What to produce =
Reproduce the part of the records that opens with the line containing "Reviewer note. Check that each instance of the banner" and closes with the line containing "[(104, 231)]", requests included. Multiply every point coordinate in the answers by 2.55 and round to whole numbers, halves up.

[Stored items]

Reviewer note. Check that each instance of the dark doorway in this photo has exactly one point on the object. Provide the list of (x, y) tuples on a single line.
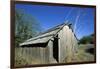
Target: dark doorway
[(55, 48)]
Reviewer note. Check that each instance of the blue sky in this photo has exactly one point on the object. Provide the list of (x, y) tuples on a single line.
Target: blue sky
[(50, 16)]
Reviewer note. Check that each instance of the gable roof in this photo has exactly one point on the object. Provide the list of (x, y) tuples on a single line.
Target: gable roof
[(45, 36)]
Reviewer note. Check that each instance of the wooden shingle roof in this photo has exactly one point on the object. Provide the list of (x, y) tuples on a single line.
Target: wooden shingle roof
[(45, 36)]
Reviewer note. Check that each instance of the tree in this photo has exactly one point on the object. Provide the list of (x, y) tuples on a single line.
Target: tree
[(26, 26)]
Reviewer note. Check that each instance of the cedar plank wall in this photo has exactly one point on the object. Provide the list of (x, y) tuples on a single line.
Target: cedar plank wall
[(66, 44)]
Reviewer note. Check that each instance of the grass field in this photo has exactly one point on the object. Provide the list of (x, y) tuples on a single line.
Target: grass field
[(81, 56)]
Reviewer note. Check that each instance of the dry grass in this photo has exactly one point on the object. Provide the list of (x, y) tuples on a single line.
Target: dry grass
[(81, 56)]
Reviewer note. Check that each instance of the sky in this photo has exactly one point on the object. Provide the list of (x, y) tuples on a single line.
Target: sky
[(50, 16)]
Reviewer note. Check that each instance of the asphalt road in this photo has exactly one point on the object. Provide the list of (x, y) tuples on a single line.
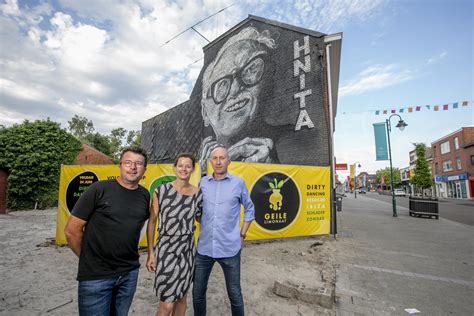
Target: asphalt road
[(461, 211)]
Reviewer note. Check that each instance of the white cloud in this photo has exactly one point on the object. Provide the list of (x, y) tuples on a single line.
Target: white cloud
[(10, 7), (106, 61), (375, 78)]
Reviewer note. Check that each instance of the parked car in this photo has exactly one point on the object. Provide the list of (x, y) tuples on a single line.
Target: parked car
[(399, 192)]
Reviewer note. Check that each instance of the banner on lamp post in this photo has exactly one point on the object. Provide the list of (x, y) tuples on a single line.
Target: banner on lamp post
[(381, 148)]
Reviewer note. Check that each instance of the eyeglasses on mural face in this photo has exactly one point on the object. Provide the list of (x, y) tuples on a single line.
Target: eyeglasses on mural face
[(247, 76), (129, 163)]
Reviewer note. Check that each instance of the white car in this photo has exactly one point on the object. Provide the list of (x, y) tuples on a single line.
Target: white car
[(399, 192)]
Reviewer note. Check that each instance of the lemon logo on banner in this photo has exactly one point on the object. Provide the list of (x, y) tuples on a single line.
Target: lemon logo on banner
[(276, 199), (78, 185)]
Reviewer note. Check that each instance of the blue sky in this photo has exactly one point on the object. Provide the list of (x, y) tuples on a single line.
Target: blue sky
[(104, 60)]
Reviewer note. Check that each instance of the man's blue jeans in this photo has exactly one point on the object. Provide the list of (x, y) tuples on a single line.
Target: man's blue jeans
[(112, 296), (231, 268)]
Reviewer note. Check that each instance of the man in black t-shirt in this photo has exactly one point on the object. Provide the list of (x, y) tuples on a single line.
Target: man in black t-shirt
[(104, 231)]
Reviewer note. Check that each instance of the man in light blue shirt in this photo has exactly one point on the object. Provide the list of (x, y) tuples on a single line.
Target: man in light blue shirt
[(220, 238)]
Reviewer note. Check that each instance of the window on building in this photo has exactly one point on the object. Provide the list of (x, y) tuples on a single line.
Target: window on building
[(456, 143), (445, 148), (447, 166)]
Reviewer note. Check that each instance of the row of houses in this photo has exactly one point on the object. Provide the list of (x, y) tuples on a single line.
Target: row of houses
[(451, 158)]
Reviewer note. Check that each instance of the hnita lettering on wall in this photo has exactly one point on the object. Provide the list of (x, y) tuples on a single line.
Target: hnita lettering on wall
[(300, 70)]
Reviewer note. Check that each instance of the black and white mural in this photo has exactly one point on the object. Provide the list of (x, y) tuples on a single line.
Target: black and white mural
[(261, 93)]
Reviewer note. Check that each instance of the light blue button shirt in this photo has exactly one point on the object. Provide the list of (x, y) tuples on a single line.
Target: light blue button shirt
[(219, 235)]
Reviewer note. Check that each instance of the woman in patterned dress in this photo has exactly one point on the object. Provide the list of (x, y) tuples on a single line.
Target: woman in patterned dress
[(175, 205)]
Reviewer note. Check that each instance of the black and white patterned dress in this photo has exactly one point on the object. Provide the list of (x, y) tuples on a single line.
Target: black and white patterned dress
[(175, 248)]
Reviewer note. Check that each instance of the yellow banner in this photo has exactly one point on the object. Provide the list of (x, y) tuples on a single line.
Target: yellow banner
[(74, 180), (289, 200)]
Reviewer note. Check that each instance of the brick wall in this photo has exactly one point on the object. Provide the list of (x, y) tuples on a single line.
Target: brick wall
[(3, 191), (286, 109), (465, 136), (90, 156)]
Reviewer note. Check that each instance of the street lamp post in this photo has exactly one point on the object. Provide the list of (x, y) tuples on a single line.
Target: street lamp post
[(401, 125), (355, 178)]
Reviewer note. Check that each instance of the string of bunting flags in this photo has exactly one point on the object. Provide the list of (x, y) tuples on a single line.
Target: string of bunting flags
[(418, 108)]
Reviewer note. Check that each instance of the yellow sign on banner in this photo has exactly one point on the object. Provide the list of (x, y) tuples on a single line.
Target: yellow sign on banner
[(74, 180), (289, 200)]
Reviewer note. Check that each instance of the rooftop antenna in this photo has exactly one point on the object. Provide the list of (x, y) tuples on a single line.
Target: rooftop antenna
[(192, 27)]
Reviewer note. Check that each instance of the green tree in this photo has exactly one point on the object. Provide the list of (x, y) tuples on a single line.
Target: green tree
[(81, 127), (116, 137), (33, 152), (387, 176), (99, 142), (422, 178), (134, 138)]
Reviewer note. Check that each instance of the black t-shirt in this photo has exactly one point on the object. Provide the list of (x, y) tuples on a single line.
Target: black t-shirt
[(115, 217)]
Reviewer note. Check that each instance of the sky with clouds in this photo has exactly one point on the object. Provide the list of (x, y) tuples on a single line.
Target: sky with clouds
[(105, 60)]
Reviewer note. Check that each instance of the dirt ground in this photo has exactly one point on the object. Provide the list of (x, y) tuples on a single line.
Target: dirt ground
[(37, 277)]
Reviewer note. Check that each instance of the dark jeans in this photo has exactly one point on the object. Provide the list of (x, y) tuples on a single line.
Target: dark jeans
[(112, 296), (231, 268)]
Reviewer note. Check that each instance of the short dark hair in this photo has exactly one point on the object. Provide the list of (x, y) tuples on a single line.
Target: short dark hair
[(220, 146), (185, 155), (136, 150)]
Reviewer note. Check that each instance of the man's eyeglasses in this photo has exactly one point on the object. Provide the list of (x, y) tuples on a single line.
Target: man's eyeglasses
[(247, 76), (129, 163)]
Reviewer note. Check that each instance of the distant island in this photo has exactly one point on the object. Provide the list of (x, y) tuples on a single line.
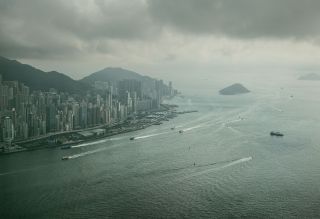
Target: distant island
[(310, 77), (234, 90)]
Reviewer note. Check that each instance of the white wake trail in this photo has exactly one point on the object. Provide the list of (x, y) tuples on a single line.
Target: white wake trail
[(235, 162)]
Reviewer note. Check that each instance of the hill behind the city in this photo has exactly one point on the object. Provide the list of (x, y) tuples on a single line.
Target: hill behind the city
[(113, 75), (12, 70)]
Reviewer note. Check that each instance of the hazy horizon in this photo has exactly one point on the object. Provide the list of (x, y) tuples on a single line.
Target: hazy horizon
[(163, 39)]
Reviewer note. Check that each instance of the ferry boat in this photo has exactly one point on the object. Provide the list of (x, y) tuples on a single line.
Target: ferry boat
[(65, 147), (65, 158), (279, 134)]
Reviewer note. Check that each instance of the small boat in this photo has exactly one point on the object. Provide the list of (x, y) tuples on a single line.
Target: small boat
[(279, 134), (65, 158), (65, 147)]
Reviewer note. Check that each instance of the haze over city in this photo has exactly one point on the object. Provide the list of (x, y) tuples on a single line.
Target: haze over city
[(162, 38), (159, 109)]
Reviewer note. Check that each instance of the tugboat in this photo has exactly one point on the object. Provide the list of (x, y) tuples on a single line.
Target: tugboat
[(65, 158), (279, 134), (66, 147)]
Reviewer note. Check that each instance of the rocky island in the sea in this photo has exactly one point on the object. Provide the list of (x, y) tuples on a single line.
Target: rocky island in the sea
[(234, 90), (310, 77)]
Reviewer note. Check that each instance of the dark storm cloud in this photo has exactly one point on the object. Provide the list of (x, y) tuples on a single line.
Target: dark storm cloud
[(240, 18), (45, 28), (60, 28)]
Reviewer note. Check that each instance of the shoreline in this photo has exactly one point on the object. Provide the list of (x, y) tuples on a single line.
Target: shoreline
[(143, 121)]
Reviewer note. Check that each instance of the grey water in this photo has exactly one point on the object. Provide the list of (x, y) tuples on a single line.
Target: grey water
[(224, 165)]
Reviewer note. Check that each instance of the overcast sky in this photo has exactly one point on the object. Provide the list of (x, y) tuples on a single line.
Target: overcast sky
[(162, 38)]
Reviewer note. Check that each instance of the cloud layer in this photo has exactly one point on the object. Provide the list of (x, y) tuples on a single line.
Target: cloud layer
[(132, 33)]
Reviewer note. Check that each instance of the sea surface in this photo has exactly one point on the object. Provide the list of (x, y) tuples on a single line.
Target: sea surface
[(224, 164)]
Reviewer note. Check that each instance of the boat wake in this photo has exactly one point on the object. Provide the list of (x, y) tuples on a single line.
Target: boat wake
[(229, 164), (151, 135), (87, 153)]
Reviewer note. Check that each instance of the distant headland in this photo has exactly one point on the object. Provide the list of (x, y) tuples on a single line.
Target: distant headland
[(234, 90), (310, 77)]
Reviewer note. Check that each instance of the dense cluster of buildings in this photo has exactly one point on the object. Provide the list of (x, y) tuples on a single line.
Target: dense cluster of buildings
[(28, 114)]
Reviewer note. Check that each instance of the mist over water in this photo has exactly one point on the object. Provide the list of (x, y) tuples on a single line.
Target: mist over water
[(224, 164)]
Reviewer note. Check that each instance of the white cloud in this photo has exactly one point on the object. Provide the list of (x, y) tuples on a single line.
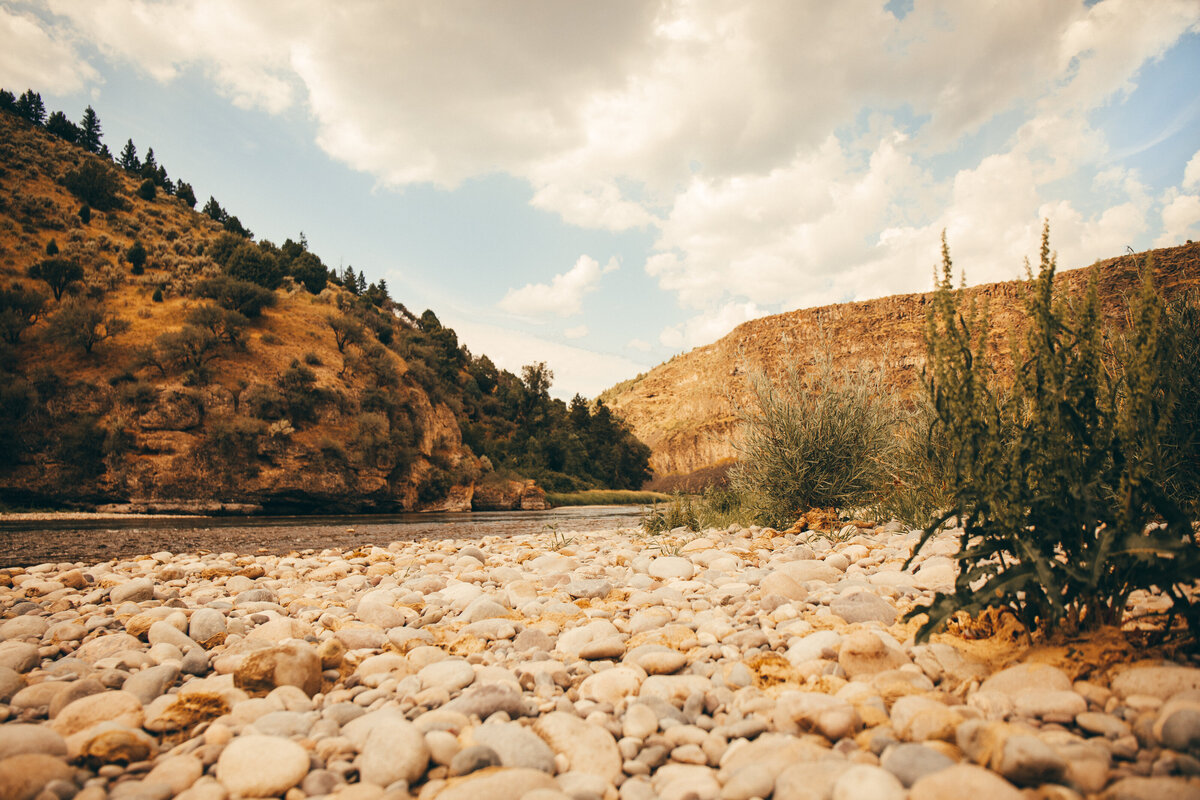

Solution to this exercise =
Reviewer note. Check that each instance of the banner on lamp post in this photo has exactly one point on the object. Provide the list of (x, y) tuples on a single line.
Target: banner on lamp post
[(972, 377)]
Reviewer note. Check that each instance of the eyeglasses on mural face in this photo has exactly one point on the object. Provide the list of (x, y) tuples on a single line.
Target: eyeglasses on mural face
[(630, 194), (329, 416)]
Reviewer note. Check that each instance of the white car in this photo has exactly one point on the object. Provide the list of (x, y) tuples on a single line.
Target: white car
[(1017, 490)]
Reviewer note. Check that each instance of the lemon logo on banner in this photo has exactly one point on the object. Provide the list of (x, y) tuples on a single line.
Target: lemon logo on banner
[(704, 507), (199, 472)]
Reviewer note. Check that each instance of the blue sky in this photo has exactly one point on the object. Provide the list of (x, y) tuples on a single line.
Target: blue sky
[(265, 153)]
Reviewer note. Check that each instance of the man's blue jeans in this photo has exactly one point on the object. Provide the list of (x, y) tuples on a single line.
Target: man's blue jeans
[(286, 755), (589, 683)]
Reviewer note. Check that each instance of the man in black t-shirt in this photo has exactly one point on the object. Provide the list of (x, y) tuples on a single line.
Target: man in black t-shirt
[(265, 589)]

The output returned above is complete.